Ma il ruolo profetico della carità
cristiana si scopre nella sua completezza esaminando l'atteggiamento che i
grandi fondatori assunsero, e cercarono di ispirare ai loro seguaci, verso la
persona degli assistiti. È eloquente a questo proposito la testimonianza di Ignazio Silone, recentemente citata
da Carlo Arturo Jemolo in un articolo su don Orione.
«Silone - scrive Jemolo -
ci ha descritto in una efficace pagina il suo (di don
Orione) comportamento di fronte a lui, ragazzo ribelle, sospettoso della
tunica del prete; don Orione chiede al sedicenne se desidera un giornale da
leggere nel lungo viaggio, e il sedicenne chiede “L'Avanti!”, che appare
allora il foglio della rivolta; ed il piccolo prete non ha un gesto di riprovazione,
ed alla prima stazione scende e gli compra il giornale; e poi parla a lungo
col ragazzo, sempre trattandolo come un eguale, mai presentandosi come un
benefattore, mai con un discorso che possa apparire tentativo di proselitismo».
Jemolo esprime la sua ammirazione «per quest'opera di aiuto ai ragazzi, volta a farne uomini coraggiosi, atti
alla vita della collettività di molti che rischiano di precipitare attraverso la
miseria nelle vie del vizio»; e il suo giudizio appare assai più obiettivo e rispettoso
della storia che non le illazioni di cui si è detto sopra.
Alla
base della carità
cristiana autenticamente vissuta sta la convinzione che l'assistito è un essere
umano, titolare di una dignità che la società non gli ha consentito di
soddisfare pienamente; una dignità che fa di quest'uomo il soggetto di un
preciso diritto e che impone alla società il dovere di considerarlo e di
aiutarlo concretamente ad essere un uomo «come gli altri».

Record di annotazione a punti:
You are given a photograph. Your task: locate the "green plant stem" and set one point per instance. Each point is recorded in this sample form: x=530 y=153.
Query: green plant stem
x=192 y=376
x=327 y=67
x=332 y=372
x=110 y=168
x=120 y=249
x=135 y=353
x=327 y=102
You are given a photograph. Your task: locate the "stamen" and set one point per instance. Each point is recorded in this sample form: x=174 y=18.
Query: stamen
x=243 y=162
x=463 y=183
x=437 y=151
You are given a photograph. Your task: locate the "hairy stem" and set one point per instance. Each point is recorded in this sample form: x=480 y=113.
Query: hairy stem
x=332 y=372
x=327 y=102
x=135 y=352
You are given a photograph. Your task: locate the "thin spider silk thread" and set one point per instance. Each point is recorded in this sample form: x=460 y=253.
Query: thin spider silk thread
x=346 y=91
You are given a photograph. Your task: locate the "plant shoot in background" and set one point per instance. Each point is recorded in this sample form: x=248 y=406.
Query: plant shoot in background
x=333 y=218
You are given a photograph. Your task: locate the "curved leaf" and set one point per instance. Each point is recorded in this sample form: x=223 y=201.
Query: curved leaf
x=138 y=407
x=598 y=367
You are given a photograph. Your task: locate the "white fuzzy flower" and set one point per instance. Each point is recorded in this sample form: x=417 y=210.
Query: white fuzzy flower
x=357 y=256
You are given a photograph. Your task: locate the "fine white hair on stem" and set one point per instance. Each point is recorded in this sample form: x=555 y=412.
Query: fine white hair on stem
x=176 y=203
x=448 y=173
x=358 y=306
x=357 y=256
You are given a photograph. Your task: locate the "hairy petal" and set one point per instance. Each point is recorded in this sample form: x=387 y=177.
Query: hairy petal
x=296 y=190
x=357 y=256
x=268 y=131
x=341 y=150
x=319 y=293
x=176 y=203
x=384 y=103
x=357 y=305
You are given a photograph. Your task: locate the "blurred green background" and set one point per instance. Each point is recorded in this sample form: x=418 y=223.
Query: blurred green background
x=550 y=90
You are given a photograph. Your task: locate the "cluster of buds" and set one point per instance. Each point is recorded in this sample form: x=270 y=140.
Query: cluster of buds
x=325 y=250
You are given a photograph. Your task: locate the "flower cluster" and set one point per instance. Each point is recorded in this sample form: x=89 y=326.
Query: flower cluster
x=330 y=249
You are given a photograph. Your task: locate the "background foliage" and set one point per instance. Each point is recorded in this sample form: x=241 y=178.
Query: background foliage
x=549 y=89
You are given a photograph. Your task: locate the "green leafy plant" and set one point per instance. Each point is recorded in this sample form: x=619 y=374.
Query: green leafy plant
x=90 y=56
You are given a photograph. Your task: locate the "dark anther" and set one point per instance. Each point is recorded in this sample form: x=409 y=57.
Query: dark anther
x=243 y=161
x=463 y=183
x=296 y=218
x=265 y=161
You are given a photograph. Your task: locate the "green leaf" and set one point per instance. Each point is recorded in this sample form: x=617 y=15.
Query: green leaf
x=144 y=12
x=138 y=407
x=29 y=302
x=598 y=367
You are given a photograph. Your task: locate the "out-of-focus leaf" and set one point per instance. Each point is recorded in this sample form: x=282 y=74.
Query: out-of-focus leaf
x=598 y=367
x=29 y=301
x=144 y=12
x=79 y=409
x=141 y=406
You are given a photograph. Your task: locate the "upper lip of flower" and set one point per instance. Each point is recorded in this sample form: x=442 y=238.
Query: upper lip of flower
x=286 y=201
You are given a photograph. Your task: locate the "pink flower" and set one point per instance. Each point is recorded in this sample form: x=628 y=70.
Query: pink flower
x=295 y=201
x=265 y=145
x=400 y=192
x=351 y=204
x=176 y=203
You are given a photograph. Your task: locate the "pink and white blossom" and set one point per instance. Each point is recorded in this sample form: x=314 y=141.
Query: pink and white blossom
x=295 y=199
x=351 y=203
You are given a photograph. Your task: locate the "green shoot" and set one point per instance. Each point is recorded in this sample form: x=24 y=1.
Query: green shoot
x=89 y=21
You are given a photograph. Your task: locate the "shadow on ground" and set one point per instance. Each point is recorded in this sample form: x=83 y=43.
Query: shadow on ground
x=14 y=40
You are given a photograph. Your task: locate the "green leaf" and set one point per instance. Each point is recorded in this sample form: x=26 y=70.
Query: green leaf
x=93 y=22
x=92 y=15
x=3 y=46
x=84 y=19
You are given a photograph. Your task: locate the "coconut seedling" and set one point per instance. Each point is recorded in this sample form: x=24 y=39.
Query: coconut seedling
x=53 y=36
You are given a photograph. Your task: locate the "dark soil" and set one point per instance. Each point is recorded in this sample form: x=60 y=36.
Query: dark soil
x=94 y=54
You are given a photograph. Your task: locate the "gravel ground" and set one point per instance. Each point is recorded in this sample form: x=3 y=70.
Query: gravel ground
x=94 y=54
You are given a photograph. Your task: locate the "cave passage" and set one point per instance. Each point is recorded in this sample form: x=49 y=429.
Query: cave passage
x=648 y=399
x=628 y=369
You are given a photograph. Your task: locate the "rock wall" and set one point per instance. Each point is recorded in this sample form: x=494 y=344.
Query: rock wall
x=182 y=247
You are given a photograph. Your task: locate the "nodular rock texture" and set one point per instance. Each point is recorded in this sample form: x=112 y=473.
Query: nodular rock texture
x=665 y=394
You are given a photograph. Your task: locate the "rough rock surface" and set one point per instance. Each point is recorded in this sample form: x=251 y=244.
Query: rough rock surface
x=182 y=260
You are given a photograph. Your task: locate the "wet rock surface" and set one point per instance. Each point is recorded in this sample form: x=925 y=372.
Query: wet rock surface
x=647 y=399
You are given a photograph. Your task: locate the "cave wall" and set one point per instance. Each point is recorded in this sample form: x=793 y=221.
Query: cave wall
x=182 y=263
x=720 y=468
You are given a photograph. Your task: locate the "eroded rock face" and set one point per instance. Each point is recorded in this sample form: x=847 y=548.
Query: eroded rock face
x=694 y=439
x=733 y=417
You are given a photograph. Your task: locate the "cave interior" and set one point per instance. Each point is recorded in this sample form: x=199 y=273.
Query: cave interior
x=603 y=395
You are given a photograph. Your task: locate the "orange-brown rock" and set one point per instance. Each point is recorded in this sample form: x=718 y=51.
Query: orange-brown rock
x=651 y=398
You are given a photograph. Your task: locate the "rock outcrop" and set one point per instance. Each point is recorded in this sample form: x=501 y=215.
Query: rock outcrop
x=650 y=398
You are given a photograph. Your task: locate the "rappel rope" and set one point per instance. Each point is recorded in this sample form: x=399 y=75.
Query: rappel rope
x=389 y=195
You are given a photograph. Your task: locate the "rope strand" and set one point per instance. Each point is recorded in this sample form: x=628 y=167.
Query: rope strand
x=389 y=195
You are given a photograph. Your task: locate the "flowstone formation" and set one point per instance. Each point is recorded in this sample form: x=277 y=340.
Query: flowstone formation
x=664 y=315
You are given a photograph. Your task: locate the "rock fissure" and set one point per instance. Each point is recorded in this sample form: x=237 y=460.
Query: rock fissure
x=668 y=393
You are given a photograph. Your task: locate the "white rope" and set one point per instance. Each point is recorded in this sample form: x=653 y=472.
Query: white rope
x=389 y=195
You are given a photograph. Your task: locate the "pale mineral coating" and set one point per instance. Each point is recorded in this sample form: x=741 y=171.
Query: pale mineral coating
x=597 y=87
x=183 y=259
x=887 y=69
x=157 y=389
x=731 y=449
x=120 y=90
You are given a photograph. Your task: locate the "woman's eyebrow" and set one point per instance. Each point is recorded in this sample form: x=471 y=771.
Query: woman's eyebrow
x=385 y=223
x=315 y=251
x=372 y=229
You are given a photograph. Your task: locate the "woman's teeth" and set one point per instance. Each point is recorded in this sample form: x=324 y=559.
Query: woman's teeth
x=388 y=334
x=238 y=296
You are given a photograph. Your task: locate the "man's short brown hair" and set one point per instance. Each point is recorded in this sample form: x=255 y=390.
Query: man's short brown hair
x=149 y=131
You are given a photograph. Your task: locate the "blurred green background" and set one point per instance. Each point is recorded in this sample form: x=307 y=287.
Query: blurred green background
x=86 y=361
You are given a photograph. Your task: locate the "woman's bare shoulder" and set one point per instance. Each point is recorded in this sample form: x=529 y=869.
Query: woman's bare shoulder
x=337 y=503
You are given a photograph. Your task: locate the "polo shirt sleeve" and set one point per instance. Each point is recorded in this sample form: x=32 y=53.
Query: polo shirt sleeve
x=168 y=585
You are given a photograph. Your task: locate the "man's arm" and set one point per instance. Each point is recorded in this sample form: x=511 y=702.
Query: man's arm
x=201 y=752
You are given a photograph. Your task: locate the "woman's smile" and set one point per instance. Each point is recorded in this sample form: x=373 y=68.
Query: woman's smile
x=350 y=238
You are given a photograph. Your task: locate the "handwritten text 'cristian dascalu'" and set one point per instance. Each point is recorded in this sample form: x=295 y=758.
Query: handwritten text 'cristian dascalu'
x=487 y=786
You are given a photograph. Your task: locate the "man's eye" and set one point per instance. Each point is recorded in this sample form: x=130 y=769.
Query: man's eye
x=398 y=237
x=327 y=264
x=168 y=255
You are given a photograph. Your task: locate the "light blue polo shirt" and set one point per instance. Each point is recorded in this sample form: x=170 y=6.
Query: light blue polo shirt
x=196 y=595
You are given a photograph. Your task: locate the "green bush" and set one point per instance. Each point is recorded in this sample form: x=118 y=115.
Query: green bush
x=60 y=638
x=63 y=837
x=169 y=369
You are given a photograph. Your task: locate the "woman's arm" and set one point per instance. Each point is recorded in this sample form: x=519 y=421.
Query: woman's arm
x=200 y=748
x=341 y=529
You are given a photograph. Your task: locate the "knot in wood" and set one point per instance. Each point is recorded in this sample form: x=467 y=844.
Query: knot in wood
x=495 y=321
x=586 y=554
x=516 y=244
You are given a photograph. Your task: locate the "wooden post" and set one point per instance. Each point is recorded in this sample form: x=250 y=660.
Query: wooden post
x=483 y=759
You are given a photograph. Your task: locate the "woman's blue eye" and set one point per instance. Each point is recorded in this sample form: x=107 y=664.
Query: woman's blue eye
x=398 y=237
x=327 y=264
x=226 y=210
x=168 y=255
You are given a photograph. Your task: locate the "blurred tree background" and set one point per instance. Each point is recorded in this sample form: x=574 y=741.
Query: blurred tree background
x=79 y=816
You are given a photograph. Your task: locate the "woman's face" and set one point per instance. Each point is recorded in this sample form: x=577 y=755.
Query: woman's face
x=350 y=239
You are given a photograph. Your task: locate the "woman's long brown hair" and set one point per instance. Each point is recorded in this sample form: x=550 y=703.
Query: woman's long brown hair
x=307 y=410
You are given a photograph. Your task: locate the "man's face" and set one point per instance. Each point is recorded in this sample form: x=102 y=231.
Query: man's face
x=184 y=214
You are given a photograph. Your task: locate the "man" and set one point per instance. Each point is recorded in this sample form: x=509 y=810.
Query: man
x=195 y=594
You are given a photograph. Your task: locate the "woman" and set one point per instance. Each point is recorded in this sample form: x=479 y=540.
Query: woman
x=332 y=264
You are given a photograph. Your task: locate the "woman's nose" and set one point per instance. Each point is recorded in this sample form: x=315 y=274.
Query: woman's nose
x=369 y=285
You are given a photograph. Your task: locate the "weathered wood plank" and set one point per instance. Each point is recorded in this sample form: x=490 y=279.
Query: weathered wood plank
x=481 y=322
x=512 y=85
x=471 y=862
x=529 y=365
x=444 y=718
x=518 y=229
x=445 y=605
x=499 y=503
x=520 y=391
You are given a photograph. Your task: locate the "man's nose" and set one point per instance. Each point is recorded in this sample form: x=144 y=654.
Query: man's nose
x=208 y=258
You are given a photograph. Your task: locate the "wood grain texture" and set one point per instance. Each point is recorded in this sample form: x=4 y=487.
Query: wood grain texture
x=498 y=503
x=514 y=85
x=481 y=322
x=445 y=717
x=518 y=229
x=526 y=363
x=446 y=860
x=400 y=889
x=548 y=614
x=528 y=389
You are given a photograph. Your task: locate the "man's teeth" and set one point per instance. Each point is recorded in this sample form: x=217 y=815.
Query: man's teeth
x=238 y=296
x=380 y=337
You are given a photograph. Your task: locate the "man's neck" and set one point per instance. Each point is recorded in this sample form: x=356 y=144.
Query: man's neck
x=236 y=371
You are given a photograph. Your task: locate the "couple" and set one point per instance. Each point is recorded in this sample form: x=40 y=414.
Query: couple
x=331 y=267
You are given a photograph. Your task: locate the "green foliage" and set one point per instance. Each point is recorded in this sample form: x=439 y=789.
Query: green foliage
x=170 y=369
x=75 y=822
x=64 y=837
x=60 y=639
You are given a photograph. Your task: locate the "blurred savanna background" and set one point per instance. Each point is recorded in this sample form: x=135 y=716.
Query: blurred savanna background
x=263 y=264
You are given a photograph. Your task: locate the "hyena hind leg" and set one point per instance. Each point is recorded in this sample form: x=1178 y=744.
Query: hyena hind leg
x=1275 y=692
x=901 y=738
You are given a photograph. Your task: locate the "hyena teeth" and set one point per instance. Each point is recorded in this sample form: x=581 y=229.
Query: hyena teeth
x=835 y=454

Sfide:
a) Rispondi a queste domande sul brano dedicato alla carità cristiana:
(i) Quale giornale chiede il sedicenne a don Orione?
(ii) Dove ha citato Jemolo la testimonianza di Ignazio Silone?
(iii) Quale dovere impone alla società la dignità dell'assistito?
b) Prosegui il brano sulla carità cristiana, partendo dalla sua ultima frase.

Risposte scritte:
a)
(i) «L'Avanti!».
(ii) In un articolo su don Orione.
(iii) Il dovere di considerarlo e di aiutarlo concretamente a essere un uomo «come gli altri».

b)
Nelle relazioni fra società ed
assistito, la carità suscita un «modo» di agire, che, superando il freddo ed
anonimo atteggiamento burocratico, instaura un autentico rapporto umano, in
cui emerge il rispetto della persona o l'autentica partecipazione ai suoi
problemi. Inoltre, per certi tipi di bisogni, di fronte ai quali anche le
migliori leggi e le più perfette strutture sono quasi impotenti (si pensi ai
ricoverati al «Cottolengo»), oseremmo dire che solo la carità può garantire il servizio umanamente
più adeguato: solo chi riesce a vedere nell'uomo sofferente la immagine di
Cristo può compiere amorevolmente quei gesti di eroismo richiesti per la cura
di certe sconcertanti infermità.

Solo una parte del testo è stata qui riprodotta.